To do.
A – In the event notice, how long should the abstract for an individual paper be?
B – Retype the event notice between "For those whose" and "until 31 July 2025.", inclusive, keeping every word and punctuation mark unchanged.
*** Text for analysis ***
For those whose research does not touch on areas of health, wellness or care, we also welcome papers on any aspect of Ireland, Irish Australia, Irish New Zealand, Irish Pacific or the Irish diaspora generally.

Individual Papers or Creative Contributions: submit a 250-word abstract and a short bio (100 words).

Panels and Roundtables: submit a short panel/roundtable description, along with 250-word abstracts and bios for each participant. We hope that conference participants will join us in beautiful Dunedin, but there is also the option to present papers online.

Proposals should be emailed to maebh.long@otago.ac.nz. We have now moved to a rolling deadline for submissions. Please submit your abstract when ready and we will respond every fortnight. The rolling deadline will remain until 31 July 2025.


Ulysses For Everyone: A Friendly Introduction

Presented by Bloomsday in Melbourne’s Dr Steve Carey Ph.D. and Associate Professor Frances Devlin-Glass (Ph.D., ANU)

When: 10am-4.30pm Sunday 24th August 2025 

Where: 3ZZZ Community Radio, 309 Albert St, Brunswick

Ulysses was published in Paris on James Joyce’s 40th birthday, 2nd February 1922. When presented with the first reviews, Joyce asked, rather sadly, ‘Did no-one think it was funny?’ We do. We think Ulysses is the funniest, the wisest and the most human book, and on this day together we want to hand you the keys to unlock it, share with you the best bits and invite your own responses to the text.
*** End of Text for analysis ***
*** Stored data ***
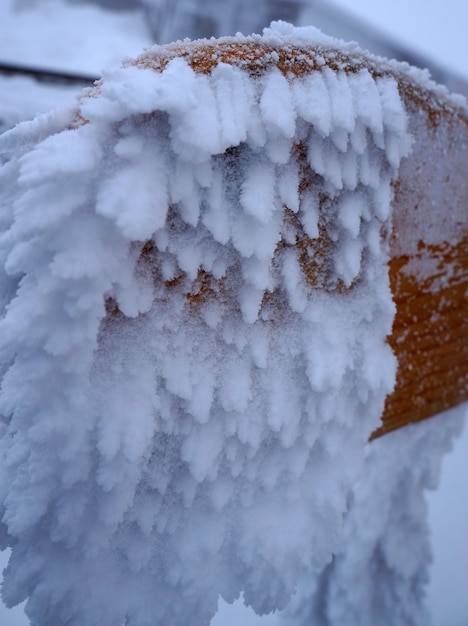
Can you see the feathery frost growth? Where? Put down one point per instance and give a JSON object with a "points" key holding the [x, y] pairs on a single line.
{"points": [[188, 379]]}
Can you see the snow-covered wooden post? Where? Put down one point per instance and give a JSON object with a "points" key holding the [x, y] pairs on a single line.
{"points": [[200, 264]]}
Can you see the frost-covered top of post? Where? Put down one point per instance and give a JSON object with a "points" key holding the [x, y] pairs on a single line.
{"points": [[195, 303]]}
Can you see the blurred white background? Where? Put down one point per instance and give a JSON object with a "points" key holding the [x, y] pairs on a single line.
{"points": [[84, 38]]}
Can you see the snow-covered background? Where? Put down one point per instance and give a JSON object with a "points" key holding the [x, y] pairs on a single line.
{"points": [[84, 38]]}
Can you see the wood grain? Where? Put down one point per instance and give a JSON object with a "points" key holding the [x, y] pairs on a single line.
{"points": [[429, 243]]}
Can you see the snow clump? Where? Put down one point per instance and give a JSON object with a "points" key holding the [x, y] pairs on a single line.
{"points": [[188, 379]]}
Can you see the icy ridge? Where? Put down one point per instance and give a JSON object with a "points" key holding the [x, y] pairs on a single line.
{"points": [[387, 514], [202, 436]]}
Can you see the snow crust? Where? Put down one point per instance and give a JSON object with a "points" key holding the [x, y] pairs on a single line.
{"points": [[387, 535], [184, 412]]}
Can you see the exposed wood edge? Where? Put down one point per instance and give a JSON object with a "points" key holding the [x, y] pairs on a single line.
{"points": [[430, 213]]}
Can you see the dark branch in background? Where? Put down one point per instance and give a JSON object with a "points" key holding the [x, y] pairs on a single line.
{"points": [[46, 76]]}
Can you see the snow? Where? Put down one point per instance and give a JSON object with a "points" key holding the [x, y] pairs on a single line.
{"points": [[190, 430], [200, 403]]}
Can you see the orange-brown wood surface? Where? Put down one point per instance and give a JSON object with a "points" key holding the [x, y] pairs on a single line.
{"points": [[429, 243]]}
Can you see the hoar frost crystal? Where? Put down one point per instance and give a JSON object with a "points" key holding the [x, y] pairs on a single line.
{"points": [[187, 391]]}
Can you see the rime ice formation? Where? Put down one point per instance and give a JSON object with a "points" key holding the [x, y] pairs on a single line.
{"points": [[184, 412], [381, 573]]}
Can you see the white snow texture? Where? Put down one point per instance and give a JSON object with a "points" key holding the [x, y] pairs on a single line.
{"points": [[184, 414]]}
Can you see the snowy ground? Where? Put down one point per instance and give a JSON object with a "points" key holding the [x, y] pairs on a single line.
{"points": [[439, 31]]}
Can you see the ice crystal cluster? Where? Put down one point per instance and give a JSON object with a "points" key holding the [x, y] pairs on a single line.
{"points": [[185, 399]]}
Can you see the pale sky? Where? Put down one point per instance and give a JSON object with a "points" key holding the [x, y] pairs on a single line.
{"points": [[436, 28]]}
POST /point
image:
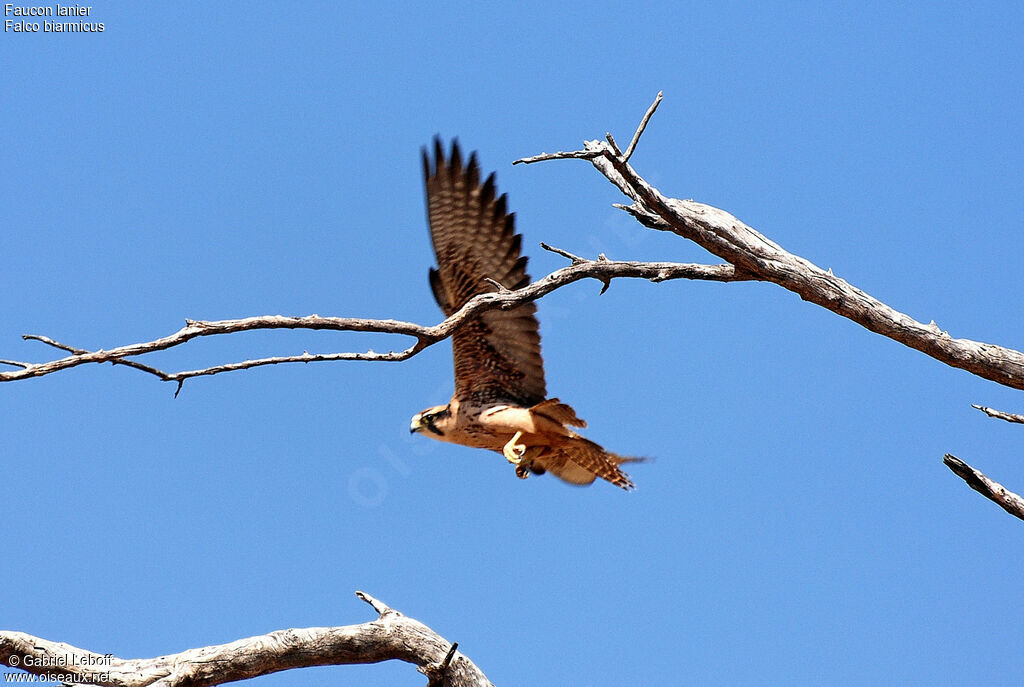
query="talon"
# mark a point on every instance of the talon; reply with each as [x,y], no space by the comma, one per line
[514,452]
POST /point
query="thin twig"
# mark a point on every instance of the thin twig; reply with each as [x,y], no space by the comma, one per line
[1007,500]
[612,143]
[561,155]
[577,260]
[999,415]
[643,125]
[81,351]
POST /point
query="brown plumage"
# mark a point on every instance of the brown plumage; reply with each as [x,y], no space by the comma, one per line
[500,395]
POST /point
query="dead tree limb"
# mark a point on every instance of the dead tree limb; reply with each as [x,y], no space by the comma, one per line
[760,258]
[391,636]
[603,270]
[989,488]
[999,415]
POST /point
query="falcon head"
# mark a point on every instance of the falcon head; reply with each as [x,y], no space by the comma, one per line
[433,420]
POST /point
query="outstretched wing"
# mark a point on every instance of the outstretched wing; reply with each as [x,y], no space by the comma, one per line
[498,354]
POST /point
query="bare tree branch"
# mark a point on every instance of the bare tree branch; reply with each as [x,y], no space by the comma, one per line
[391,636]
[999,415]
[761,258]
[602,269]
[991,489]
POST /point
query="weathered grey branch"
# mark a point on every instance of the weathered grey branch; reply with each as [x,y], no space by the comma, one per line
[603,270]
[999,415]
[991,489]
[761,258]
[391,636]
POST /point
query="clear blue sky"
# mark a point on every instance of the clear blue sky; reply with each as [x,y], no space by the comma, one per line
[222,160]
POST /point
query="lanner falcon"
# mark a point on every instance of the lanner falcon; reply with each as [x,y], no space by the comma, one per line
[500,398]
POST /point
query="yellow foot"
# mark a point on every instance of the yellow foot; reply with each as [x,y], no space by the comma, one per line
[513,452]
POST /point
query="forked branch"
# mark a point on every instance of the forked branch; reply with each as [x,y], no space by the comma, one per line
[391,636]
[604,270]
[760,258]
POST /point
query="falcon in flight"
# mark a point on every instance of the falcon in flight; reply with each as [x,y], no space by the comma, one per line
[500,400]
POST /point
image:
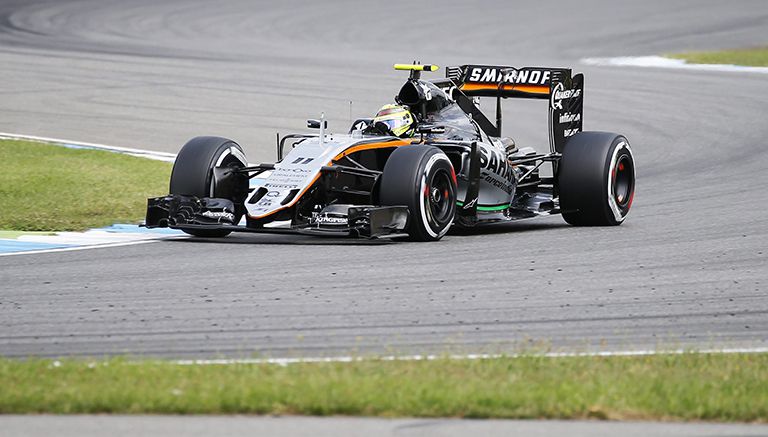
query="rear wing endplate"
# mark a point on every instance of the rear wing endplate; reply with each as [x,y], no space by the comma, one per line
[564,91]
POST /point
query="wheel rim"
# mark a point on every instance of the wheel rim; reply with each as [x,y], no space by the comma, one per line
[438,195]
[623,181]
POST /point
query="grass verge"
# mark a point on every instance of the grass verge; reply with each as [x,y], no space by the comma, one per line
[754,57]
[52,188]
[716,387]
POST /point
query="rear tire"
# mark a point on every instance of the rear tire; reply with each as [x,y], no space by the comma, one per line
[192,173]
[596,179]
[423,179]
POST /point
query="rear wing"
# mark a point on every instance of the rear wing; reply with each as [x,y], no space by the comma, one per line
[564,91]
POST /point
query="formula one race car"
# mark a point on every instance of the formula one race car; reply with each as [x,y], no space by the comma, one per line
[430,161]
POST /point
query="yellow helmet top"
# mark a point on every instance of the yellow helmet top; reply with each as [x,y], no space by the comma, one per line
[398,119]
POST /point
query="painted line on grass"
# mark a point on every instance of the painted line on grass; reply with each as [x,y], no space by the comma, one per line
[662,62]
[157,156]
[111,236]
[350,359]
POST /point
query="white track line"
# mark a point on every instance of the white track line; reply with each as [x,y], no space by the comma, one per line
[661,62]
[157,156]
[350,359]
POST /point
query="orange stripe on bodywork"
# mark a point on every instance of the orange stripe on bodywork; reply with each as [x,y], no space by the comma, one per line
[371,146]
[531,89]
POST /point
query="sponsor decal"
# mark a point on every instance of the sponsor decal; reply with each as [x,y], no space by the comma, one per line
[271,185]
[301,160]
[325,219]
[559,93]
[219,215]
[569,117]
[525,76]
[570,132]
[494,162]
[427,91]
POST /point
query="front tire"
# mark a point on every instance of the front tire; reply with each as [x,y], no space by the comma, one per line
[192,174]
[596,179]
[423,179]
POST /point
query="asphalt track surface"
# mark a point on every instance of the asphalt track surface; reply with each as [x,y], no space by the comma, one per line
[688,269]
[129,426]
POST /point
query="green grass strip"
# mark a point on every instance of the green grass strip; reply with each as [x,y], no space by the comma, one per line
[52,188]
[754,57]
[712,387]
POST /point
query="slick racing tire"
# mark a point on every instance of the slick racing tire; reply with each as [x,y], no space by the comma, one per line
[596,179]
[192,173]
[423,179]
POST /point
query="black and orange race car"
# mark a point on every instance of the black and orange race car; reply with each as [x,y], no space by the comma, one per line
[456,170]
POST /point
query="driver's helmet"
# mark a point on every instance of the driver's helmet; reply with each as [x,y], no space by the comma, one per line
[398,119]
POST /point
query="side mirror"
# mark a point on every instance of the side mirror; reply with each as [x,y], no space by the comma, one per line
[315,124]
[382,128]
[430,129]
*** End of Stored data ***
Task-by-task answers.
A – 250 words

B –
For those whose research does not touch on areas of health, wellness or care, we also welcome papers on any aspect of Ireland, Irish Australia, Irish New Zealand, Irish Pacific or the Irish diaspora generally.

Individual Papers or Creative Contributions: submit a 250-word abstract and a short bio (100 words).

Panels and Roundtables: submit a short panel/roundtable description, along with 250-word abstracts and bios for each participant. We hope that conference participants will join us in beautiful Dunedin, but there is also the option to present papers online.

Proposals should be emailed to maebh.long@otago.ac.nz. We have now moved to a rolling deadline for submissions. Please submit your abstract when ready and we will respond every fortnight. The rolling deadline will remain until 31 July 2025.